• Request:
In the entries below, find the line containing "the black bottle". Copy it and all lines after it, exactly, through the end.

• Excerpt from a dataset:

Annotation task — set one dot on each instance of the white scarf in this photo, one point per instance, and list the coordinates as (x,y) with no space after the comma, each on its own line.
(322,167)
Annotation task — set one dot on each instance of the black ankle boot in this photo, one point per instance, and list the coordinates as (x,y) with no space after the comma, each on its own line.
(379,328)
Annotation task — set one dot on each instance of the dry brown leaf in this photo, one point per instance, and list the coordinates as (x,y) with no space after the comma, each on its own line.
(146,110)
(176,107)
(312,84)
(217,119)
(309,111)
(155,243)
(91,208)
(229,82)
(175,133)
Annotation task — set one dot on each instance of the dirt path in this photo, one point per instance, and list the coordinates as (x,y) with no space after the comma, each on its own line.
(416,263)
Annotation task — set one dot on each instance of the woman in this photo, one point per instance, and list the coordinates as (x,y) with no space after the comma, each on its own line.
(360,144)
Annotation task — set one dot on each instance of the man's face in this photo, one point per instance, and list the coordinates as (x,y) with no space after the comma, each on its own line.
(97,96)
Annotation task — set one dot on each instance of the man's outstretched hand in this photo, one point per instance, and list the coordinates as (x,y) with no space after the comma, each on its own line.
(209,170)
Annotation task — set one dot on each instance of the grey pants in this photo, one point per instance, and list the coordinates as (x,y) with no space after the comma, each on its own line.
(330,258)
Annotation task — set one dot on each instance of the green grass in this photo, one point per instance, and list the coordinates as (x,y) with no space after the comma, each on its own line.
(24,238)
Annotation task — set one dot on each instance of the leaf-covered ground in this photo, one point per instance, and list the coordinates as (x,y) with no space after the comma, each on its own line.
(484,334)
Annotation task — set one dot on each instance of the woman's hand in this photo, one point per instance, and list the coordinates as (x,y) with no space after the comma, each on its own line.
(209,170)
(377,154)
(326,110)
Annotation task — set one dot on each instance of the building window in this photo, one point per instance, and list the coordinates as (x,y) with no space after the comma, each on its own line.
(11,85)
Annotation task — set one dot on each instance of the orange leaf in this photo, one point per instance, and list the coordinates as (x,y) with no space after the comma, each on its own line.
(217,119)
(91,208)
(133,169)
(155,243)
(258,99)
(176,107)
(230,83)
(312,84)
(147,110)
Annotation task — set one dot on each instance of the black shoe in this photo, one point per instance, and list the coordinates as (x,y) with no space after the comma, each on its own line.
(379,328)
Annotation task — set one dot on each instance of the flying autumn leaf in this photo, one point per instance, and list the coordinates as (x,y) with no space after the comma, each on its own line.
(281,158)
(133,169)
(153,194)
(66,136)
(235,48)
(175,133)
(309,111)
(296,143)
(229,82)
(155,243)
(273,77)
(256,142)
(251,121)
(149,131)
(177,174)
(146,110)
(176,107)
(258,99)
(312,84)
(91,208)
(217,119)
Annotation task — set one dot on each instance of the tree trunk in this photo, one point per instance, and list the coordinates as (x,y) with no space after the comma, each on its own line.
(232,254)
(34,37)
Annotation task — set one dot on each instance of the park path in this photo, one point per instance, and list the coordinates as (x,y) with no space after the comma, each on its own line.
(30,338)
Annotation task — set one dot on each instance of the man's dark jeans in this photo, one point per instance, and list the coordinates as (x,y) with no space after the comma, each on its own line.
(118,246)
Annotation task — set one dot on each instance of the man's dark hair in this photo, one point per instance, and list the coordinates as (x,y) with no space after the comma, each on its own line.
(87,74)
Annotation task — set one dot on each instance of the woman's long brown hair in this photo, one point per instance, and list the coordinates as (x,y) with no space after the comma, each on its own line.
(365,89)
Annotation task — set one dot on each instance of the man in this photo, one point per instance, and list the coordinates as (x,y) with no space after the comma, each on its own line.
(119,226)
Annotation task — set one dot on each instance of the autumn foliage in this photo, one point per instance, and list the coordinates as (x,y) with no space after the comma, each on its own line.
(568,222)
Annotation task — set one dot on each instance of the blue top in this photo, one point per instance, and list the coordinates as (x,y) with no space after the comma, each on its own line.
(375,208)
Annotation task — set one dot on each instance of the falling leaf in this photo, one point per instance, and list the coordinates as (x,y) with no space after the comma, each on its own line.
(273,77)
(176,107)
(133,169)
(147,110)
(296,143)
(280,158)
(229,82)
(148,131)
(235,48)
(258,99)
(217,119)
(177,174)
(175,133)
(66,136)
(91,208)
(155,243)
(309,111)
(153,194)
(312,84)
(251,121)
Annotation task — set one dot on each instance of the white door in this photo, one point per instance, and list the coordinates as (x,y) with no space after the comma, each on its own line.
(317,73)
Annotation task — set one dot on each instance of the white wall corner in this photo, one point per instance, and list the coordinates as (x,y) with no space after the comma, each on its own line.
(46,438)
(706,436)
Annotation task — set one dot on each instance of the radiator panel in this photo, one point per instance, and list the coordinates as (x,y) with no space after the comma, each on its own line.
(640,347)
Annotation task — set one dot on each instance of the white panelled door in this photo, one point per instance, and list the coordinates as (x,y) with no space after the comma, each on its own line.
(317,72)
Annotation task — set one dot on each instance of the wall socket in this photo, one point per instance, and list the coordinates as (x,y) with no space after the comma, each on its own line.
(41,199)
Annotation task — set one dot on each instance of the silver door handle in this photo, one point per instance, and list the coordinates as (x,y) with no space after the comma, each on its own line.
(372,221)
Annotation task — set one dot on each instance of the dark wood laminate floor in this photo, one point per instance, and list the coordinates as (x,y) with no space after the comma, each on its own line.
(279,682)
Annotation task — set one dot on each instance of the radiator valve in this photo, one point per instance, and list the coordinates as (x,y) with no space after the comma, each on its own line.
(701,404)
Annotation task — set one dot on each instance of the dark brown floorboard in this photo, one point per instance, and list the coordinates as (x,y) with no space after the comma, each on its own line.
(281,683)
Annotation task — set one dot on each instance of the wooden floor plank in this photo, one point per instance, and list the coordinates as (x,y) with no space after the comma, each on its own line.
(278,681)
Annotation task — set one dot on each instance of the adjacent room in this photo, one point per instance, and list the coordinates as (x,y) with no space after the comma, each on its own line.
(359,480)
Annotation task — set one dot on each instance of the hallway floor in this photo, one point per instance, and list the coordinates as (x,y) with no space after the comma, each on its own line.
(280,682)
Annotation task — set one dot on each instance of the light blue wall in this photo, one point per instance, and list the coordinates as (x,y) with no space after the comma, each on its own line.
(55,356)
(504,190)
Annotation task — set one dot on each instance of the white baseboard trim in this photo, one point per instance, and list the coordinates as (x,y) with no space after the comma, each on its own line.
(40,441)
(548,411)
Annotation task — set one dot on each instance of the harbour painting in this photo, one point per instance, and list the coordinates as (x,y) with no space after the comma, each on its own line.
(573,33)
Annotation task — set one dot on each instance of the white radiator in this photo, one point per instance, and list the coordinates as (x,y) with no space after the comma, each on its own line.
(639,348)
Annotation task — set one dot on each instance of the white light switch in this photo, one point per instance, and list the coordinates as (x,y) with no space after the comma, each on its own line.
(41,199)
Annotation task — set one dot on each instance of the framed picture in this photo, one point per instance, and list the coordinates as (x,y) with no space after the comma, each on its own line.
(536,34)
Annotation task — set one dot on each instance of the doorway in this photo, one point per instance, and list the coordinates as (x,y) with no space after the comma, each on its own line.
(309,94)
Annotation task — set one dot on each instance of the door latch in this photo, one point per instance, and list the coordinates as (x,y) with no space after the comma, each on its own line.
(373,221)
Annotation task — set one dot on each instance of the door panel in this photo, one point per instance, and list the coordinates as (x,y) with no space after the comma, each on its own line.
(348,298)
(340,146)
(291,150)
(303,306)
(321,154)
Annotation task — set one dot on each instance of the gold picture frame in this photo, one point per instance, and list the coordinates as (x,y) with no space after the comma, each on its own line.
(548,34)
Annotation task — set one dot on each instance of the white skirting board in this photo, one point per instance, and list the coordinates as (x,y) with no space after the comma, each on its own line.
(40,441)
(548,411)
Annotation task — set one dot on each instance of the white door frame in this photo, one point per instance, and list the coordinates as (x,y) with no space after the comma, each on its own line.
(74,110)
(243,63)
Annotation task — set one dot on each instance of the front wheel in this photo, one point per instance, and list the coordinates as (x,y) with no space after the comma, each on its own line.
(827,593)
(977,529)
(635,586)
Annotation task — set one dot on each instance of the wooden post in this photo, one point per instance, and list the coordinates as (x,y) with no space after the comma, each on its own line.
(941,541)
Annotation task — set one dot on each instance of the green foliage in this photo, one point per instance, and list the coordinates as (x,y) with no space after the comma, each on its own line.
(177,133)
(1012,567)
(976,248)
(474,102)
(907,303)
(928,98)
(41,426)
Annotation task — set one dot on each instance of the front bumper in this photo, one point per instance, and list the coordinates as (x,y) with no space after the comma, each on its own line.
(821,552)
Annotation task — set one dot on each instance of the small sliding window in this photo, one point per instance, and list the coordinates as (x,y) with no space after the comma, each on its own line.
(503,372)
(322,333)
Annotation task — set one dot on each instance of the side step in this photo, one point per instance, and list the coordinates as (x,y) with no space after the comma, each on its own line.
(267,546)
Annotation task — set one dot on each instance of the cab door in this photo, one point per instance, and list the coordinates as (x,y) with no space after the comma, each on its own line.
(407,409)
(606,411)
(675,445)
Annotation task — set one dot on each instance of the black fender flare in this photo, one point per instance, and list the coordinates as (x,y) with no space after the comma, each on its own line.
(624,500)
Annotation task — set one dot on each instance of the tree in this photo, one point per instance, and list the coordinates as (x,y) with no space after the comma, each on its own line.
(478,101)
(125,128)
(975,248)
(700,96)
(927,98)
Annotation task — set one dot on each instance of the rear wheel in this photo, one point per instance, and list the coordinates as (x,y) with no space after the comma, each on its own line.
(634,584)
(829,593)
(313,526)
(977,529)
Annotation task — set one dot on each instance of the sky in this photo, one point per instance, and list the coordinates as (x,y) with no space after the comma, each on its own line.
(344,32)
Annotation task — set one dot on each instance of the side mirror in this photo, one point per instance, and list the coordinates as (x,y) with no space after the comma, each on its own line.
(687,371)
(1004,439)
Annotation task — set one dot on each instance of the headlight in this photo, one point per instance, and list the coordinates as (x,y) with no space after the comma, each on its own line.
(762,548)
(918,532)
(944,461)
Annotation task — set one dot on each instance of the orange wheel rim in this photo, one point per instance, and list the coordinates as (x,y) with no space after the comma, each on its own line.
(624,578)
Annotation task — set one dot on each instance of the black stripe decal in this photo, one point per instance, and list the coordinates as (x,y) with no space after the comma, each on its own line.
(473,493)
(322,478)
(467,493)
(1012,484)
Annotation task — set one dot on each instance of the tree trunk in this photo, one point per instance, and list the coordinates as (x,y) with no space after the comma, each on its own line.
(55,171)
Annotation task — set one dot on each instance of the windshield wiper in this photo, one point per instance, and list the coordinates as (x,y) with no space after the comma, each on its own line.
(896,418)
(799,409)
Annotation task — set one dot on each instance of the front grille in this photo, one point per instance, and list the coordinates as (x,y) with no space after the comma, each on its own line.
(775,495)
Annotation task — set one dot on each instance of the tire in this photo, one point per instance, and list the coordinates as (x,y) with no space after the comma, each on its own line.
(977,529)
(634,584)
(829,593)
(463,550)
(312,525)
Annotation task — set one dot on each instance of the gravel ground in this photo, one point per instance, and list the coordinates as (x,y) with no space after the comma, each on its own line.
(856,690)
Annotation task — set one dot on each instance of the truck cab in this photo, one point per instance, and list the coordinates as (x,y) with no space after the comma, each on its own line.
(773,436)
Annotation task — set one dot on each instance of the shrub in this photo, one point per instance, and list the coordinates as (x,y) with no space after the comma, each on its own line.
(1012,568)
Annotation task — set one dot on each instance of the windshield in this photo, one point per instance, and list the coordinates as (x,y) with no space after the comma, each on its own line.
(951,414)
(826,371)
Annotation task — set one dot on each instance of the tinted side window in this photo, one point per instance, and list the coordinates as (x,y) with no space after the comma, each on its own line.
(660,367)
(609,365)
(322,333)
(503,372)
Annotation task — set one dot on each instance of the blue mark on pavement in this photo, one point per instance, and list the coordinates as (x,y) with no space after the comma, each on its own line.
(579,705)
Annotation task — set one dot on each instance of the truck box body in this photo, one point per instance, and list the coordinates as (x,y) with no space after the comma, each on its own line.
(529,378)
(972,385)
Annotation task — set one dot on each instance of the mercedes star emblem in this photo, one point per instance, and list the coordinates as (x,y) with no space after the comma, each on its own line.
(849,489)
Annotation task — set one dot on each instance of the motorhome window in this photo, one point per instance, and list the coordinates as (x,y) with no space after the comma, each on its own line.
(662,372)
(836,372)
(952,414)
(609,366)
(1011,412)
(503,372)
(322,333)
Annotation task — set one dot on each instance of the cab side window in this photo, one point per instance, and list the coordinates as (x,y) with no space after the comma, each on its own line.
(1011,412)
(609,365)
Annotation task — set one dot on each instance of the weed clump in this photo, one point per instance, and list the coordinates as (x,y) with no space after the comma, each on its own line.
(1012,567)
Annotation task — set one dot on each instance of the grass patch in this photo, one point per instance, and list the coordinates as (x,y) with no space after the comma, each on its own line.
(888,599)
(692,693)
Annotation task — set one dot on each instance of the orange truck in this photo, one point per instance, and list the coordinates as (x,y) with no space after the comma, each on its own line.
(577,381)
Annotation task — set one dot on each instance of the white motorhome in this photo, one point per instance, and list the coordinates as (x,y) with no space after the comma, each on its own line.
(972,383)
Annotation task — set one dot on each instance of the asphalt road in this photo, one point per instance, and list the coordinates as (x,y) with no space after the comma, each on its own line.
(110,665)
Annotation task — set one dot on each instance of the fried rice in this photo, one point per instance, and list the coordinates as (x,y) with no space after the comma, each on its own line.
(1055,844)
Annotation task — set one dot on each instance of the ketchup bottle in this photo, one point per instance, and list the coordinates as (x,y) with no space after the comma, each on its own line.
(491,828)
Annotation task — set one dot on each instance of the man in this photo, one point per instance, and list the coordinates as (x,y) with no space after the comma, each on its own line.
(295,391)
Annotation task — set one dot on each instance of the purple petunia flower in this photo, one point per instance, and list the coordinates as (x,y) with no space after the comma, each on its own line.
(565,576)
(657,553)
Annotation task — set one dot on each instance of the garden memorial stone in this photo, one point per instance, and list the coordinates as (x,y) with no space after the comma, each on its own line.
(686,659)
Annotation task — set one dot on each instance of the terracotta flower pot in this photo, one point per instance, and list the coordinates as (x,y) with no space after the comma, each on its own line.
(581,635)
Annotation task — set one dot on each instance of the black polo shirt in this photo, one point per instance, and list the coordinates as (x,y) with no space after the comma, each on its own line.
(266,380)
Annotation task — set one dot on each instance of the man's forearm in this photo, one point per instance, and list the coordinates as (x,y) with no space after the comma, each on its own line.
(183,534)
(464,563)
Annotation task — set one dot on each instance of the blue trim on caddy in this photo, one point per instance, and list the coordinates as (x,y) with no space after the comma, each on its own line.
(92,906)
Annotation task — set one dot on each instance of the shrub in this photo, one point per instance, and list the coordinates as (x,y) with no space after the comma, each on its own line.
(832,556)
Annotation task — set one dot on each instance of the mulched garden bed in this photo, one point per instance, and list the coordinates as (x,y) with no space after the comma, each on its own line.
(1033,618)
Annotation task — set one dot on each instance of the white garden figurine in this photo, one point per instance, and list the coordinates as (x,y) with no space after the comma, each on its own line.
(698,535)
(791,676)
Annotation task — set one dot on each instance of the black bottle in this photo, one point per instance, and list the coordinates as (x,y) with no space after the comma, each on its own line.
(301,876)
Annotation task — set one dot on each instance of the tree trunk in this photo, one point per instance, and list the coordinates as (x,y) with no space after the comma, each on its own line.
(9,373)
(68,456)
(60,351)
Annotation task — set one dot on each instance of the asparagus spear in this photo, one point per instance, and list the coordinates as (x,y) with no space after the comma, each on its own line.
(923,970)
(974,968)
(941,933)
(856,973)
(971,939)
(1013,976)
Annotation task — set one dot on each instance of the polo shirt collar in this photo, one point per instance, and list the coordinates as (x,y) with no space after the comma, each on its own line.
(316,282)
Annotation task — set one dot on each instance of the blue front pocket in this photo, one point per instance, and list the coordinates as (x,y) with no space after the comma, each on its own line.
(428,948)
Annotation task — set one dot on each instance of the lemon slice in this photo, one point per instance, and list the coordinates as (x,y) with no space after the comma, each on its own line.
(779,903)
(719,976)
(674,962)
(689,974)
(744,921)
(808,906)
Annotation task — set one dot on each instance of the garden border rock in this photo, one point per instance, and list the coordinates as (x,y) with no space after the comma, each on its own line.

• Reply to the task:
Annotation task — set one dot on each instance of the black bottle in this photo, one point per instance, and list the coordinates as (x,y) with no space after the comma, each on its own line.
(301,876)
Annotation task — set one dot on each instance of the tree trunk in this photo, one point per instance, and list the coordinates as (x,y) with no space after the comma, each on its own line.
(9,373)
(68,456)
(60,351)
Annotation task — set one dot on each instance of the asparagus spear in this photo, one point per instance, and list the coordinates as (x,y) with no space after the comma, each on its own line.
(923,970)
(974,968)
(941,933)
(856,973)
(971,939)
(1013,976)
Annotation task — set one dot on each instance of the polo shirt collar in this photo, one point per instance, and list the coordinates as (x,y) with no space after the comma, each on its own line.
(316,282)
Annotation task — set one dot on each instance of the blue front pocket in this photo, one point per instance, and list the coordinates as (x,y) with no space after the comma, each on its own line.
(428,948)
Annotation task — set one dot on each instance of the lemon slice in this photo, one point per instance, and list the coordinates as (x,y) with no space after the comma, each on its own line.
(779,903)
(719,976)
(674,962)
(689,974)
(744,921)
(808,906)
Annotation task — set one dot on each instance of the garden border rock in this photo, one point per instance, and list the coordinates as (x,y) with no space after the comma, each on its own line.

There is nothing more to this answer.